Work required: Lay out every line of the records below as a numbered list, skipping blank lines and leaving the pictures out.

┄┄┄┄┄┄┄┄┄┄┄┄┄┄┄┄┄┄┄┄

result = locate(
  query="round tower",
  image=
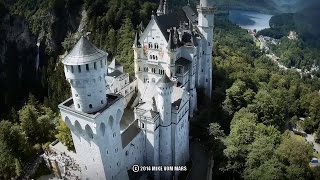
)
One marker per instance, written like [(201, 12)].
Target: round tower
[(85, 69), (165, 88)]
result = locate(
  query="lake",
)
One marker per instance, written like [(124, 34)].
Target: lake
[(250, 19)]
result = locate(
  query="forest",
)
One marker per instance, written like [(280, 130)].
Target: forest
[(255, 105), (245, 126), (302, 53)]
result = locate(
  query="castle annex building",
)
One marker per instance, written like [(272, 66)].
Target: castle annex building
[(118, 121)]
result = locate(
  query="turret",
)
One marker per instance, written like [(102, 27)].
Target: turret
[(206, 25), (85, 69), (203, 3), (160, 8), (165, 89), (137, 51)]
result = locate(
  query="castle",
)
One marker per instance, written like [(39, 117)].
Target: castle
[(118, 121)]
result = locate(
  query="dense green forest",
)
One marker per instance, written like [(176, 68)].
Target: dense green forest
[(254, 105)]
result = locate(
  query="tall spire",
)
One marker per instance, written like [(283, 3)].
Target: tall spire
[(160, 8), (165, 7), (136, 40), (171, 45)]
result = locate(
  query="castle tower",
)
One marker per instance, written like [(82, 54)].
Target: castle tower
[(137, 50), (85, 68), (165, 88), (206, 25), (160, 8), (92, 116)]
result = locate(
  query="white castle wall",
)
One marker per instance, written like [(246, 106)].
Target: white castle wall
[(88, 85), (135, 151), (98, 142)]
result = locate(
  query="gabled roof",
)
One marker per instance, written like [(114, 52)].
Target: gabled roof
[(191, 15), (167, 21), (177, 96), (183, 61), (116, 73), (84, 52)]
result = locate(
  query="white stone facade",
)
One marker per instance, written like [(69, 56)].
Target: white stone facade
[(117, 121)]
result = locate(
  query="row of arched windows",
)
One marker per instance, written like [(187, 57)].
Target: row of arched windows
[(87, 67), (153, 70), (154, 57)]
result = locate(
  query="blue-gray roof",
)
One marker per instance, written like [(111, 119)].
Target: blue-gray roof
[(84, 52)]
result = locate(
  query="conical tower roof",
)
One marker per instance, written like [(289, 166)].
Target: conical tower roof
[(165, 81), (84, 52), (136, 40), (204, 3), (171, 45)]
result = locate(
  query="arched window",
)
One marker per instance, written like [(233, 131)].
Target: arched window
[(102, 128)]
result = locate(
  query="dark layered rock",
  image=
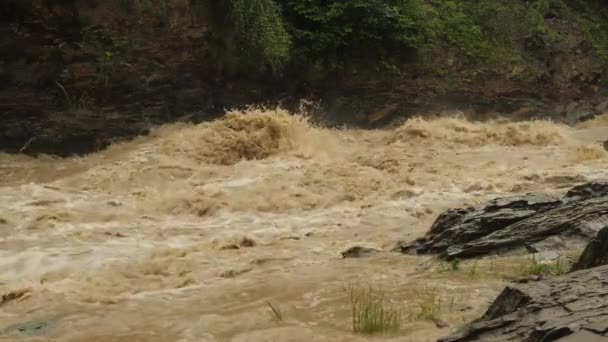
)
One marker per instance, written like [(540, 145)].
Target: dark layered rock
[(570, 306), (595, 254), (459, 226), (535, 222)]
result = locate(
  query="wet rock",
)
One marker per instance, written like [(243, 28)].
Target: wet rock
[(32, 328), (573, 305), (596, 252), (359, 252), (13, 295), (459, 226), (537, 222), (593, 189)]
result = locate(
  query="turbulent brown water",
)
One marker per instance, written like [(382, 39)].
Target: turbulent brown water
[(187, 234)]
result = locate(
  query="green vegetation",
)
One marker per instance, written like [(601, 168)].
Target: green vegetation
[(429, 305), (320, 37), (371, 313), (544, 269)]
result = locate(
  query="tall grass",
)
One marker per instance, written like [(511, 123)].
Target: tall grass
[(371, 314)]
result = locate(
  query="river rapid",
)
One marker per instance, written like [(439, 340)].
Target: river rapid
[(189, 233)]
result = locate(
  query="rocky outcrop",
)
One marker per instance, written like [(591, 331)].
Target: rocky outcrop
[(78, 74), (535, 222), (572, 305), (596, 252)]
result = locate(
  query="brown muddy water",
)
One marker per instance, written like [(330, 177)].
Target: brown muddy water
[(189, 233)]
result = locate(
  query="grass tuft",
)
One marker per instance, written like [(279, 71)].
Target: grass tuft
[(370, 312)]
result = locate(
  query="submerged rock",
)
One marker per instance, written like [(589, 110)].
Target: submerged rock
[(535, 221), (545, 311), (359, 252)]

┄┄┄┄┄┄┄┄┄┄┄┄┄┄┄┄┄┄┄┄

Correct result:
1. result = locate(
2.   query="round tower",
3.   image=
4. )
5. One marker per instance, written like [(201, 12)].
6. Target: round tower
7. [(85, 69), (165, 88)]
8. result = locate(
9.   query="lake",
10. )
11. One marker per instance, written like [(124, 34)].
12. Target: lake
13. [(250, 19)]
14. result = locate(
15.   query="forest",
16. )
17. One marker per instance, written like [(280, 130)].
18. Target: forest
19. [(255, 105), (245, 126), (302, 53)]
20. result = locate(
21.   query="castle annex building",
22. )
23. One marker per instance, written like [(272, 66)].
24. Target: castle annex building
25. [(118, 121)]
26. result = locate(
27.   query="turret",
28. )
29. One marker per instance, written like [(102, 27)].
30. Target: turret
31. [(206, 25), (85, 69), (203, 3), (160, 8), (165, 89), (137, 51)]
32. result = locate(
33.   query="castle",
34. )
35. One marker per instance, written like [(39, 117)].
36. Target: castle
37. [(118, 121)]
38. result = locate(
39.   query="dense green forest",
40. )
41. One marker per instance, written like [(176, 68)].
42. Target: dense green forest
43. [(254, 105)]
44. result = locate(
45.   query="tall spire",
46. )
47. One marker per instance, written like [(283, 3)].
48. Target: tall spire
49. [(160, 8), (165, 7), (136, 40), (171, 45)]
50. result = locate(
51.   query="castle tower",
52. )
53. One marker per instance, written like [(82, 54)].
54. Target: castle tower
55. [(137, 50), (85, 68), (165, 88), (206, 25), (160, 8), (92, 116)]
56. result = locate(
57.   query="white castle wall",
58. )
59. One marker per instance, written like [(246, 106)].
60. Target: white castle wall
61. [(88, 85), (135, 151), (98, 142)]
62. result = locate(
63.   query="gabled roof",
64. )
65. One marker per instance, written like [(114, 52)].
66. Target: gabled roof
67. [(191, 15), (167, 21), (177, 96), (183, 61), (116, 73), (84, 52)]
68. result = locate(
69.   query="white stone facade",
70. )
71. One marker per instance, written like [(69, 56)].
72. Target: white stone facade
73. [(117, 121)]
74. result = locate(
75.   query="row of arched windows",
76. )
77. One marker per instance, written like [(187, 57)].
78. Target: row of arched windows
79. [(87, 67), (153, 70), (154, 57)]
80. result = locate(
81.   query="blue-gray roof",
82. )
83. One marker per instance, written like [(111, 119)].
84. Target: blue-gray roof
85. [(84, 52)]
86. result = locate(
87.   query="conical tower roof",
88. )
89. One marker per instance, written like [(289, 166)].
90. Target: conical tower roof
91. [(165, 81), (84, 52), (136, 40), (204, 3), (171, 45)]
92. result = locate(
93.   query="arched window",
94. )
95. One marker per instance, written like [(233, 131)].
96. Target: arched window
97. [(102, 128)]
98. result = locate(
99.   query="dark layered rock",
100.   image=
101. )
102. One marker per instance, written like [(540, 145)].
103. Target: dark layered rock
104. [(570, 306), (595, 254), (459, 226), (535, 222)]
105. result = locate(
106.   query="wet rock",
107. )
108. One marker per instance, written like [(243, 28)].
109. Target: wet rock
110. [(32, 328), (573, 305), (596, 252), (359, 252), (13, 295), (459, 226), (537, 222), (593, 189)]
111. result = locate(
112.   query="turbulent brown water",
113. )
114. One marker per instance, written like [(382, 39)].
115. Target: turbulent brown water
116. [(187, 234)]
117. result = locate(
118.   query="green vegetation",
119. )
120. One marker per instance, written like [(601, 168)].
121. Target: green vegetation
122. [(429, 305), (320, 37), (371, 313), (544, 269)]
123. result = locate(
124.   query="tall grass",
125. )
126. One marker per instance, written like [(511, 123)].
127. Target: tall grass
128. [(371, 314)]
129. result = locate(
130.   query="river rapid",
131. )
132. One marker per instance, written like [(439, 340)].
133. Target: river rapid
134. [(189, 233)]
135. result = locate(
136.   query="rocky outcrop",
137. )
138. One marker per instance, written like [(591, 331)].
139. Target: rocky outcrop
140. [(78, 74), (535, 222), (572, 305), (596, 252)]
141. result = locate(
142.   query="brown muddy water",
143. )
144. One marker per instance, written like [(330, 177)].
145. Target: brown muddy water
146. [(189, 233)]
147. result = locate(
148.   query="grass tuft",
149. )
150. One marker per instance, written like [(279, 71)].
151. Target: grass tuft
152. [(370, 312)]
153. result = locate(
154.   query="submerged rock",
155. )
156. One marker per instance, written like [(589, 110)].
157. Target: submerged rock
158. [(535, 221), (545, 311), (359, 252)]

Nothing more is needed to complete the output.